- What the exercise asks -
Copy every entry word for word. Skip the pictures.

═════ Stored data ═════

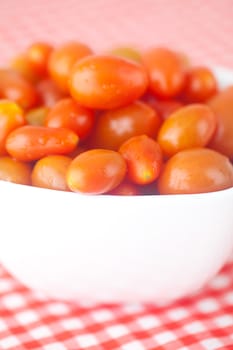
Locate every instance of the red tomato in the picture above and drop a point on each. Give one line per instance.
(125, 189)
(62, 60)
(96, 171)
(116, 126)
(166, 72)
(11, 117)
(14, 171)
(126, 52)
(164, 108)
(50, 172)
(36, 116)
(38, 55)
(222, 106)
(144, 159)
(15, 87)
(49, 93)
(67, 113)
(23, 66)
(189, 127)
(30, 143)
(200, 84)
(196, 171)
(106, 82)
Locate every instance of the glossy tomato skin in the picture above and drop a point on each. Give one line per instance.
(15, 87)
(107, 82)
(166, 72)
(144, 159)
(116, 126)
(200, 85)
(23, 66)
(125, 188)
(164, 108)
(49, 93)
(67, 113)
(222, 106)
(96, 171)
(37, 116)
(29, 143)
(11, 117)
(189, 127)
(38, 55)
(50, 172)
(127, 52)
(15, 171)
(196, 171)
(62, 60)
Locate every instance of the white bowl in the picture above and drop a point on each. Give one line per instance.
(112, 248)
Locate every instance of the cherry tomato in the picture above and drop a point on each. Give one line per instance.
(37, 116)
(15, 87)
(23, 66)
(50, 172)
(49, 93)
(125, 189)
(196, 171)
(38, 55)
(200, 84)
(96, 171)
(62, 60)
(163, 107)
(106, 82)
(116, 126)
(15, 171)
(29, 142)
(144, 159)
(67, 113)
(222, 106)
(129, 53)
(189, 127)
(11, 117)
(166, 72)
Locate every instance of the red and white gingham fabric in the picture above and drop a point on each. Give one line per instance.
(28, 320)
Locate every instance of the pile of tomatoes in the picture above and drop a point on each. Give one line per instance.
(119, 122)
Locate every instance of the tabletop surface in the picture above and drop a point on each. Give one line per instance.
(30, 320)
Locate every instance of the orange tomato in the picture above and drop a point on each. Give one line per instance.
(144, 159)
(29, 142)
(38, 55)
(222, 106)
(125, 189)
(196, 171)
(67, 113)
(107, 82)
(15, 87)
(166, 72)
(62, 60)
(36, 116)
(15, 171)
(50, 172)
(127, 52)
(164, 108)
(96, 171)
(189, 127)
(23, 66)
(48, 92)
(200, 84)
(11, 117)
(116, 126)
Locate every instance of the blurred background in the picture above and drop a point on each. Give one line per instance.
(202, 29)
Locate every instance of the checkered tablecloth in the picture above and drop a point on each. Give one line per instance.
(29, 320)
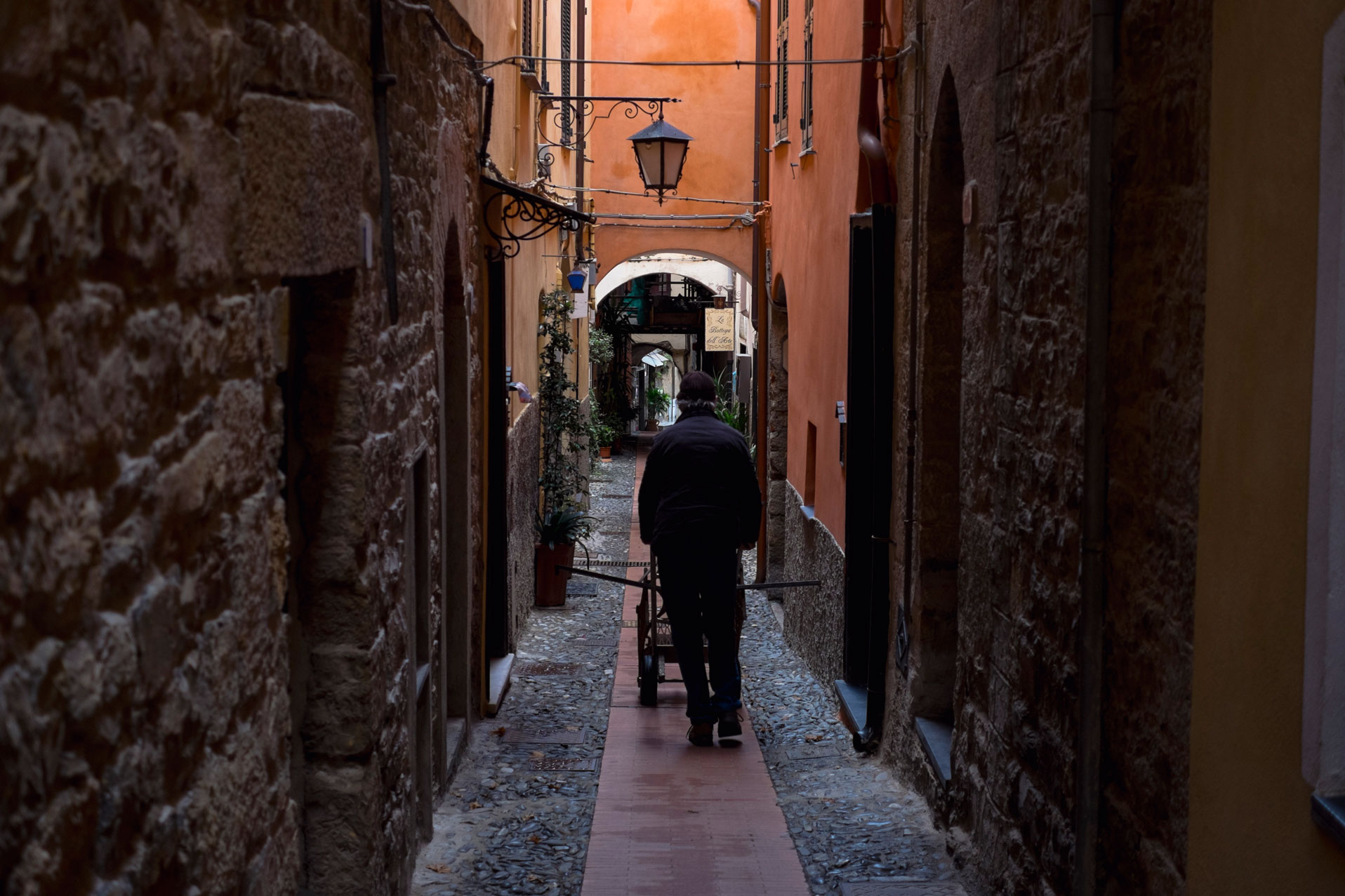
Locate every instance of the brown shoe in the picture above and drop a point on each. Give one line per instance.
(701, 735)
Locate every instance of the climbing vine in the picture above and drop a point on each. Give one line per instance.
(565, 428)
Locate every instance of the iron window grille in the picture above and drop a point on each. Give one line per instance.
(567, 119)
(782, 83)
(806, 119)
(528, 48)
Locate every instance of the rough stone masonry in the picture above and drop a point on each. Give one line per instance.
(205, 642)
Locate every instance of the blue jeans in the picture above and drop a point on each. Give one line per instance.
(700, 595)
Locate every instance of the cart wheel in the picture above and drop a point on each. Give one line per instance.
(649, 681)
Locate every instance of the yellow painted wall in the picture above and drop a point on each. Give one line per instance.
(1250, 827)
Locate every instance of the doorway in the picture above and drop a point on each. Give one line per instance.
(868, 472)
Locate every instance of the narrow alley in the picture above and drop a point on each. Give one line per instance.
(593, 448)
(793, 810)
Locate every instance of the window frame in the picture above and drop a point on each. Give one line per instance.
(782, 83)
(806, 98)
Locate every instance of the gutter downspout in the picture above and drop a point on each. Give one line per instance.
(877, 535)
(1102, 116)
(760, 322)
(913, 341)
(383, 81)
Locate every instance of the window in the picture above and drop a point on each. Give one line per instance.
(782, 74)
(1324, 677)
(806, 119)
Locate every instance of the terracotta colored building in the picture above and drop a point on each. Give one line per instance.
(1047, 602)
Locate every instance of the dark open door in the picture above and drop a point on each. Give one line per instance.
(868, 472)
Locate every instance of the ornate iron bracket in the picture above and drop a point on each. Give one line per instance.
(514, 215)
(565, 112)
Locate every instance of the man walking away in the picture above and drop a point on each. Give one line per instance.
(700, 504)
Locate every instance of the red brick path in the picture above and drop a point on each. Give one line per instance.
(674, 818)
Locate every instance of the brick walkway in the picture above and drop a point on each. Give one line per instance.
(677, 818)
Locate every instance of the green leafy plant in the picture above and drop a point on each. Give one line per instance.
(565, 526)
(600, 346)
(565, 425)
(728, 408)
(602, 435)
(658, 401)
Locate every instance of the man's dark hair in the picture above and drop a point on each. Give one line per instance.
(697, 385)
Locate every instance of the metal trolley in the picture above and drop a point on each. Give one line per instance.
(654, 634)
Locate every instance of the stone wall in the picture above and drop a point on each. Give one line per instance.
(187, 316)
(1009, 83)
(1155, 370)
(814, 618)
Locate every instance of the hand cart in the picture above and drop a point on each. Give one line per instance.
(654, 634)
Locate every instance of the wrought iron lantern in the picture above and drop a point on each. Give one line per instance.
(661, 149)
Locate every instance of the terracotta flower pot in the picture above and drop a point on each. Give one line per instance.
(550, 582)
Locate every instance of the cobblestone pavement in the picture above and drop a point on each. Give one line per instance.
(850, 820)
(509, 825)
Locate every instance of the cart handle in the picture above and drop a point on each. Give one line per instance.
(760, 586)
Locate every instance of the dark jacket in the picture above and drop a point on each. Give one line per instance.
(700, 486)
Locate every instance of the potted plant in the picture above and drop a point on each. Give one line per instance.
(565, 434)
(658, 403)
(603, 436)
(557, 533)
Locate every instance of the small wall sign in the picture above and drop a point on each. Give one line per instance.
(719, 328)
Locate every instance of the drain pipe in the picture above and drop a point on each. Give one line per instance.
(1102, 116)
(913, 341)
(882, 279)
(870, 143)
(760, 322)
(383, 81)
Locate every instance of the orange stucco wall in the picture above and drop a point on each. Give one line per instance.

═════

- Solution to this exercise -
Locate every instance of the red tomato in the picture above and drop a point on each. Give one line per instance.
(125, 189)
(62, 60)
(96, 171)
(116, 126)
(166, 72)
(11, 117)
(14, 171)
(126, 52)
(164, 108)
(50, 172)
(36, 116)
(38, 55)
(222, 106)
(144, 159)
(15, 87)
(49, 93)
(67, 113)
(23, 66)
(189, 127)
(30, 143)
(200, 84)
(196, 171)
(106, 82)
Locate every instance of the glossy tomato skin in the picture above and drop a point on each. Give one line per instance.
(15, 87)
(107, 82)
(166, 72)
(144, 159)
(116, 126)
(200, 85)
(23, 66)
(125, 188)
(164, 108)
(49, 93)
(67, 113)
(222, 106)
(96, 171)
(37, 116)
(29, 143)
(11, 117)
(189, 127)
(38, 55)
(50, 172)
(127, 52)
(15, 171)
(196, 171)
(62, 60)
Locate every instance of the white bowl in the picture above and drop a point on each. Give one line per instance.
(112, 248)
Locate every instance of the cherry tomato in the picture above and drop a point on each. Give one line per instance.
(37, 116)
(15, 87)
(23, 66)
(50, 172)
(49, 93)
(125, 189)
(196, 171)
(38, 55)
(200, 84)
(96, 171)
(62, 60)
(163, 107)
(106, 82)
(116, 126)
(15, 171)
(29, 142)
(144, 159)
(67, 113)
(222, 106)
(129, 53)
(189, 127)
(11, 117)
(166, 72)
Locate every instance of the red and white gingham fabric in the picture above and drop a point on each. Give one line per instance.
(28, 320)
Locate every instance of the pile of tomatoes in the picture above and drop a point on each. Give one line per instance.
(119, 122)
Locate every instance of the tabletop surface in the picture above and drop a point on each. Give one line per instance.
(30, 320)
Locate every instance of the orange tomato in the picture above and drop a point on each. Give one line per instance.
(144, 159)
(29, 142)
(38, 55)
(222, 106)
(125, 189)
(196, 171)
(67, 113)
(107, 82)
(15, 87)
(166, 72)
(62, 60)
(36, 116)
(15, 171)
(50, 172)
(127, 52)
(164, 108)
(96, 171)
(189, 127)
(23, 66)
(48, 92)
(200, 84)
(11, 117)
(116, 126)
Locate every instance of the blurred background in the picture above and drop a point on each. Give one line per instance.
(202, 29)
Locate every instance of the checkered tablecloth in the picture above and drop a point on each. Give one line per instance.
(29, 320)
Locate every instance of the brown shoe in the picture above and drop a point on each. Give one line per instance.
(701, 735)
Locate every instance of the climbing vine in the picture above and drop a point on each. Give one line per instance.
(565, 428)
Locate every instance of the iron window grille in the picture above and drop a point on each. Give one line per instance.
(567, 119)
(782, 83)
(806, 119)
(528, 48)
Locate every instance of the rough stone masonry in the picture above and drop a point on each. Give one line per instance.
(205, 642)
Locate every instance of the blue jeans in the picture above and drop a point on each. Give one line per instance.
(700, 595)
Locate every instance of the cart wheel in the picture above and drop a point on each. Give one line per instance.
(649, 681)
Locate every instance of the yellow painted wall in the picture above and drop a point on each. Give one line per instance.
(1250, 827)
Locate every instance of the doorway in the picture above and drop a point on each. Give one line per instance.
(868, 472)
Locate every instance of the narrow alley in the picture above and drop a point on each. Give one line per instance.
(593, 448)
(793, 810)
Locate every instance of the window frame in the picture above and drop a point on each. Give one line per instance.
(782, 83)
(806, 98)
Locate every instance of the gutter downspout in the picture above and drop a point on each. Give one line per instance.
(877, 535)
(1102, 116)
(760, 322)
(913, 341)
(383, 81)
Locate every instance of the window in the picture above and drop a point on each. Give one line per instance.
(782, 74)
(1324, 677)
(806, 119)
Locate every instance of the terracotta colored building in the picture above and drop a point on each. Give one line per instance.
(1047, 602)
Locate every instance of the dark open door in the picture above and drop a point on each. Give one line per instance.
(868, 472)
Locate every instance of the ornate iron bracket in the picture above and drop a point on each. Give one line per instance.
(514, 215)
(565, 112)
Locate every instance of the man walking away in the picture above and drop a point on each. Give one line per instance.
(700, 504)
Locate every instance of the red brick path in the picture above and drop a point on each. Give one line per instance.
(674, 818)
Locate every instance of the brick walkway in the picture above and drop a point on each. Give one line per instance.
(677, 818)
Locate every instance of the green leafy plant in the picture above and drop a point on each. Give one line per instance.
(565, 526)
(600, 346)
(565, 425)
(728, 408)
(602, 435)
(658, 401)
Locate every instance of the man's dark hair in the picture above and drop a point on each. Give one line per instance.
(697, 385)
Locate every instance of the metal trolley in the picture above and drop a point on each. Give one line per instance.
(654, 634)
Locate every instance of the stone wall in the picture above and drop a point on each. Give one line per instance.
(187, 316)
(1009, 83)
(1155, 370)
(814, 618)
Locate every instance of the hand cart in the picture above and drop a point on each. Give one line per instance.
(654, 634)
Locate every instance of the wrought iron lantern in the picture above and drop a point on each. Give one line per instance.
(661, 149)
Locate every instance of the terracotta flower pot in the picture above and drop a point on each. Give one line per instance.
(550, 582)
Locate every instance of the cobblestone pavement in the picture above and drop a point on each. Give one line per instance.
(850, 820)
(509, 825)
Locate every instance of the cart handle in the picture above and drop a point on each. Give one line per instance.
(760, 586)
Locate every instance of the dark jacket in the picture above and drop a point on each. Give one line per instance.
(700, 486)
Locate every instance of the potted plant in the picture above and drop a point on each. Give one line per instance.
(565, 434)
(658, 403)
(603, 436)
(557, 533)
Locate every instance of the small wall sign in the picture above and drop a point on each. Give one line per instance.
(719, 328)
Locate every instance of the drain pipe in the picture above and drop a point on each. Give one line per instance.
(1102, 116)
(913, 341)
(882, 279)
(870, 143)
(760, 322)
(383, 81)
Locate every instance of the orange stucco wall in the picture above and drop a point on each. Give one line per instance.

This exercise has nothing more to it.